=== Complete the following ===
1 - Condense the restore and migration page's paragraph that begins "The controller's advertise address must remain the same" into a short bulleted list that keeps its main facts.
2 - Write out, word for word, the passage of the restore and migration page starting with "The controller's advertise" and going on through "advertise address itself.".

=== Document segment ===
+===+

Skip to main content

Restore and migration

This page covers restoring from Velero backups and migrating to a new cluster. For restoring the Ziti database from a local snapshot (without Velero), use nf-restore-snapshot — see Backup overview.

Restoring from a Velero backup

The included restore script walks you through selecting and restoring from a Velero backup:

./velero/velero_restore.sh

The script will:

  1. Verify AWS credentials are available.
  2. Install the Velero plugin if not already present.
  3. Display available backups and prompt you to select one.
  4. Restore the selected backup.
Restoring the Ziti controller PVC

In order for Velero to restore the Ziti controller PVC from the backup, it first needs to delete the existing PVC. The restore script will prompt for this option. If n is selected, the restore will skip restoring the PVC but restore all other resources. By default, Velero will skip restoring a resource if it already exists. See the Velero restore reference documentation for more information.

Restores can also be run manually if you need to use specific Velero flags:

velero restore create --from-backup <backup-name>

Migrating to a new cluster

Migration uses the same backup and restore workflow to move a NetFoundry Self-Hosted installation from one cluster to another.

Preserve your controller advertise address

The controller's advertise address must remain the same after migration. The controller's TLS certificates are issued for this DNS name, and every Ziti client, router, and identity is configured to reach the controller at this address. If the DNS name changes, certificates will be invalid and all clients will lose connectivity.

When migrating, update your DNS records to point the same advertise address at the new cluster's Load Balancer or node IP. Do not change the advertise address itself.

Step 1: Back up the existing cluster

  1. Ensure AWS credentials are loaded into the environment or saved to the credentials file.

  2. Install Velero if not already present:

    K3s:

    velero install --provider aws --plugins velero/velero-plugin-for-aws:v1.12.2 \
    --bucket <S3_BUCKET_NAME> --features=EnableRestic --default-volumes-to-fs-backup --use-node-agent \
    --backup-location-config region=us-east-1 --snapshot-location-config region=us-east-1 \
    --secret-file <credentials-file>

    EKS / multi-node:

    velero install --provider aws --plugins velero/velero-plugin-for-aws:v1.12.2 \
    --bucket <S3_BUCKET_NAME> --features=EnableCSI --use-volume-snapshots=true \
    --backup-location-config region=us-east-1 --snapshot-location-config region=us-east-1 \
    --secret-file <credentials-file>
  3. Back up all resources including persistent volumes:

    velero backup create <backup-name> --include-cluster-resources
  4. Destroy the existing cluster.

+===+

=== Material ===
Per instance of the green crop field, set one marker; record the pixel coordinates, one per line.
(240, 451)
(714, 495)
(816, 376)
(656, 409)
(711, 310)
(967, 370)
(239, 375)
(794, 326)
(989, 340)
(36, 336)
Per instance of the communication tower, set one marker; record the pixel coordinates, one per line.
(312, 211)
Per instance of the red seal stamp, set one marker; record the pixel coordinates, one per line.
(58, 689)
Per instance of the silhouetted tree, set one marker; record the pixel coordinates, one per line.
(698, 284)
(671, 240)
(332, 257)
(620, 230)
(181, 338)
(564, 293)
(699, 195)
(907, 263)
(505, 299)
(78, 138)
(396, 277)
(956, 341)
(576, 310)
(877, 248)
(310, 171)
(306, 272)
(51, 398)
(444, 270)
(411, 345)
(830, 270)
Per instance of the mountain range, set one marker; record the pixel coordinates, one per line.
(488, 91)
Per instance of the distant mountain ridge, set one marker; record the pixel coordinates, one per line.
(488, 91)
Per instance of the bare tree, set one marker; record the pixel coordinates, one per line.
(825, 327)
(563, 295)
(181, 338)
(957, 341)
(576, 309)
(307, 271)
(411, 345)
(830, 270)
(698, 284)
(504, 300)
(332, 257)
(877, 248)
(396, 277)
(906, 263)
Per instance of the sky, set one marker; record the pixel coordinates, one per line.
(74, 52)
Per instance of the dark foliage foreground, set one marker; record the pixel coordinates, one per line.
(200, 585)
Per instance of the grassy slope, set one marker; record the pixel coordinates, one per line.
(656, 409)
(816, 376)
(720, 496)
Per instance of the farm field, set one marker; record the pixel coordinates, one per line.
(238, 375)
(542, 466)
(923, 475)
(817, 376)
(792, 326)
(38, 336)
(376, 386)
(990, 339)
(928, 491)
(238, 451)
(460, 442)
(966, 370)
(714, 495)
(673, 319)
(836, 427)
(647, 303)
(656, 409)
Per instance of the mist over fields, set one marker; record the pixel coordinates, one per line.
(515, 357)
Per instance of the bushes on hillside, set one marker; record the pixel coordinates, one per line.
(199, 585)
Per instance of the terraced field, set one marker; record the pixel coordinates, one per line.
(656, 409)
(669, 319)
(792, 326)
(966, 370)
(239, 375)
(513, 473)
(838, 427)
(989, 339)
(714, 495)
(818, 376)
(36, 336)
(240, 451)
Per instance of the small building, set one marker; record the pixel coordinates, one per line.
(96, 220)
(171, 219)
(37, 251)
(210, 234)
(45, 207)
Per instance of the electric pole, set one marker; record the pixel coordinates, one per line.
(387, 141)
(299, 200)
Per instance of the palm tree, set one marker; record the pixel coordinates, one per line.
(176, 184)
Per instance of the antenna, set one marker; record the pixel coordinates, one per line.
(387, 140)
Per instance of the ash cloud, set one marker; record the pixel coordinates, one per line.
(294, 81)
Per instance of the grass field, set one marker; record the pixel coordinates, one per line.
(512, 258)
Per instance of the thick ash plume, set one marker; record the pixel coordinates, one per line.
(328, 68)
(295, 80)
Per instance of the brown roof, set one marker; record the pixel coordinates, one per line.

+===+

=== Task solutions ===
1 -
- The controller's advertise address must stay the same after migration.
- The controller's TLS certificates are issued for this DNS name.
- Every Ziti client, router, and identity is configured to reach the controller at this address.
- If the DNS name changes, the certificates become invalid and all clients lose connectivity.

2 -
The controller's advertise address must remain the same after migration. The controller's TLS certificates are issued for this DNS name, and every Ziti client, router, and identity is configured to reach the controller at this address. If the DNS name changes, certificates will be invalid and all clients will lose connectivity.

When migrating, update your DNS records to point the same advertise address at the new cluster's Load Balancer or node IP. Do not change the advertise address itself.